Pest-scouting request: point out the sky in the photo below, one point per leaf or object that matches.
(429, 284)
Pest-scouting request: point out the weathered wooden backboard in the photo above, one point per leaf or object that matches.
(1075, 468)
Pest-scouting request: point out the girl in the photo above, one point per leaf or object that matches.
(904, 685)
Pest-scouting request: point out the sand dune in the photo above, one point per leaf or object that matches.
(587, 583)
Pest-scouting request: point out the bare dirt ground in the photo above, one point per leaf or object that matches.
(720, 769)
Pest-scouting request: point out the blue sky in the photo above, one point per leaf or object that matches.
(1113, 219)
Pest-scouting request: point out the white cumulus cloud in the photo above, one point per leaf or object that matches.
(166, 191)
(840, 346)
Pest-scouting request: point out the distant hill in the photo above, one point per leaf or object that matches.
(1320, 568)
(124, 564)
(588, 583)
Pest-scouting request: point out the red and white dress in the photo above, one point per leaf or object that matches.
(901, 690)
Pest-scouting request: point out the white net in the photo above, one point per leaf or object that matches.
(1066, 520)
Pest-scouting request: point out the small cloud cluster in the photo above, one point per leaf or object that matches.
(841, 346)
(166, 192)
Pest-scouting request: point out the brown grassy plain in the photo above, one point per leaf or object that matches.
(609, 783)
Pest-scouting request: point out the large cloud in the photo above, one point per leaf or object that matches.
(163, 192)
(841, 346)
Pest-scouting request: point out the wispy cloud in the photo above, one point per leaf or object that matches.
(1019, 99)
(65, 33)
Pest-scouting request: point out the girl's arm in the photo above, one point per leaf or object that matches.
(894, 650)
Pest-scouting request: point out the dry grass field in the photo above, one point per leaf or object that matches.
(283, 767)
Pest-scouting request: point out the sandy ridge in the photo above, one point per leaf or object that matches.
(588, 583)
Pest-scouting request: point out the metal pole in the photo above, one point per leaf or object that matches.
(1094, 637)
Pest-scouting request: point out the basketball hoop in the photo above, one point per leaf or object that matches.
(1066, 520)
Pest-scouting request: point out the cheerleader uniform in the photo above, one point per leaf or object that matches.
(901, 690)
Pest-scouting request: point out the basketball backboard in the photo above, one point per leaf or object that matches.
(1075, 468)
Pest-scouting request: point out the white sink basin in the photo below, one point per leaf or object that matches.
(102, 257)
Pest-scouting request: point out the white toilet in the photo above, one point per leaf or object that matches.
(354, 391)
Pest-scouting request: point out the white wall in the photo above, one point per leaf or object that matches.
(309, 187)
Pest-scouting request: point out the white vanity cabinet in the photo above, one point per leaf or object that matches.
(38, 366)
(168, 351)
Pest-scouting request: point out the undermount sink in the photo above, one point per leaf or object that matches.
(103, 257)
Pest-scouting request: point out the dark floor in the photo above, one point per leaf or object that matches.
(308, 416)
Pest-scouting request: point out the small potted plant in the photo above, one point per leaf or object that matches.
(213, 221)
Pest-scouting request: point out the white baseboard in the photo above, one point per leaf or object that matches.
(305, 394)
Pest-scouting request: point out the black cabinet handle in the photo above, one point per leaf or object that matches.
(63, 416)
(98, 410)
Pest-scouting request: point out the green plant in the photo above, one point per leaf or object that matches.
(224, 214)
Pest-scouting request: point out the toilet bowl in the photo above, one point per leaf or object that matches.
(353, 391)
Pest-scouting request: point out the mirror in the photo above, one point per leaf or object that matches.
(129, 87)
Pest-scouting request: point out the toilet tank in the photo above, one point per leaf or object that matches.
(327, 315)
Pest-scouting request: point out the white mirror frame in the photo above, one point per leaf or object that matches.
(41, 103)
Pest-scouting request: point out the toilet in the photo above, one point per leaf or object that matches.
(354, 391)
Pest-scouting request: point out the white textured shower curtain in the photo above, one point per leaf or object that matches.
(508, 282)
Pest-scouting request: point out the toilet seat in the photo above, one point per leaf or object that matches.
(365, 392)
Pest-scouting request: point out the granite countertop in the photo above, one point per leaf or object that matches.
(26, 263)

**TASK INSTRUCTIONS:**
Convert the listing above into a Markdown table with two columns, "Row" and "Content". Number each line in order and omit blank lines.

**TASK RESPONSE:**
| Row | Content |
|---|---|
| 1 | Pest-scouting request: point out the sky in the photo below, one point per leaf or object that matches. |
| 2 | (429, 284) |
| 3 | Pest-scouting request: point out the weathered wooden backboard in the photo above, one point per leaf or object that matches. |
| 4 | (1075, 468) |
| 5 | Pest-scouting request: point out the girl in the photo above, one point per leaf or object that matches. |
| 6 | (904, 685) |
| 7 | Pest-scouting request: point out the sand dune in the photo above, one point per leaf or object that matches. |
| 8 | (587, 583) |
| 9 | Pest-scouting request: point out the bare dirt ground in the photo above, one point per leaf or object that matches. |
| 10 | (720, 769) |
| 11 | Pest-scouting request: point out the blue sky in the photo above, one point per leaf or object that matches. |
| 12 | (1113, 219) |
| 13 | Pest-scouting request: point out the white cumulus cloud in the photo above, one point per leaf or object that matches. |
| 14 | (166, 191) |
| 15 | (840, 346) |
| 16 | Pest-scouting request: point out the distant hill in the photo above, one point per leaf or object that matches. |
| 17 | (1320, 568) |
| 18 | (124, 564) |
| 19 | (588, 583) |
| 20 | Pest-scouting request: point out the red and white dress in the photo above, one point per leaf or object that matches. |
| 21 | (901, 690) |
| 22 | Pest-scouting request: point out the white net in the photo above, one point per leaf or object that matches. |
| 23 | (1066, 520) |
| 24 | Pest-scouting request: point out the small cloud cluster in the photo above, one point per leaf or object that matches. |
| 25 | (841, 346) |
| 26 | (166, 192) |
| 27 | Pest-scouting request: point out the brown grassy plain in the photo above, one point per leaf or object that matches. |
| 28 | (609, 783) |
| 29 | Pest-scouting request: point out the large cloud in the photo above, one point per leaf or object that matches. |
| 30 | (163, 192) |
| 31 | (841, 346) |
| 32 | Pest-scouting request: point out the wispy cloud in the photo above, one point per leaf or object that matches. |
| 33 | (1019, 99) |
| 34 | (65, 33) |
| 35 | Pest-scouting request: point out the girl's arm in the photo above, one point per leaf or object that matches. |
| 36 | (894, 650) |
| 37 | Pest-scouting request: point out the dry grass field in the photo above, one point per leaf or object that matches. |
| 38 | (283, 767) |
| 39 | Pest-scouting request: point out the sandy ridge in the photo above, one point per leaf or object that matches. |
| 40 | (588, 583) |
| 41 | Pest-scouting request: point out the metal pole in the photo above, one point per leaf or object that matches. |
| 42 | (1094, 637) |
| 43 | Pest-scouting request: point out the basketball hoop in the photo above, one point per leaf or object that matches. |
| 44 | (1066, 520) |
| 45 | Pest-scouting request: point out the cheerleader uniform in the photo above, one point per leaf or object that matches. |
| 46 | (901, 690) |
| 47 | Pest-scouting request: point out the basketball backboard in the photo above, one point per leaf or object that matches. |
| 48 | (1075, 468) |
| 49 | Pest-scouting request: point out the white sink basin in the photo below, one point per leaf or object that matches. |
| 50 | (102, 257) |
| 51 | Pest-scouting request: point out the white toilet in the photo above, one point per leaf or object that matches. |
| 52 | (354, 391) |
| 53 | Pest-scouting request: point out the white wall in the photo above, one point per leaf or object that matches. |
| 54 | (309, 187) |
| 55 | Pest-scouting request: point out the white vanity cabinet in the photo above, one point per leaf or object that matches. |
| 56 | (38, 366) |
| 57 | (168, 351) |
| 58 | Pest-scouting request: point out the undermount sink in the photo above, one point per leaf or object that matches. |
| 59 | (103, 257) |
| 60 | Pest-scouting request: point out the dark floor in the photo above, one point per leaf or object that matches. |
| 61 | (308, 416) |
| 62 | Pest-scouting request: point out the small potted plant in the photo above, one point per leaf or object that matches. |
| 63 | (213, 221) |
| 64 | Pest-scouting request: point out the white baseboard in the photo above, one point per leaf or object that matches. |
| 65 | (305, 394) |
| 66 | Pest-scouting request: point out the black cabinet handle in the photo above, one point per leaf or object that matches. |
| 67 | (63, 416) |
| 68 | (98, 410) |
| 69 | Pest-scouting request: point out the green plant in the photo above, one point per leaf or object that matches. |
| 70 | (224, 214) |
| 71 | Pest-scouting request: point out the toilet bowl in the photo above, one point per leaf or object that matches. |
| 72 | (353, 391) |
| 73 | Pest-scouting request: point out the mirror in the photo above, one point per leaf or object that matches. |
| 74 | (129, 87) |
| 75 | Pest-scouting request: point out the toilet tank in the photo above, one point per leaf or object that matches. |
| 76 | (327, 315) |
| 77 | Pest-scouting request: point out the white mirror frame in the photo above, one point per leaf or object that matches. |
| 78 | (41, 103) |
| 79 | Pest-scouting request: point out the toilet in the photo above, one point per leaf or object that matches. |
| 80 | (354, 391) |
| 81 | Pest-scouting request: point out the white textured shower curtain in the photo above, one point per leaf or object that matches. |
| 82 | (508, 282) |
| 83 | Pest-scouting request: point out the toilet seat in the photo above, one point per leaf or object that matches. |
| 84 | (365, 392) |
| 85 | Pest-scouting request: point out the granite countertop in the photo above, one point per leaf or object that matches. |
| 86 | (26, 263) |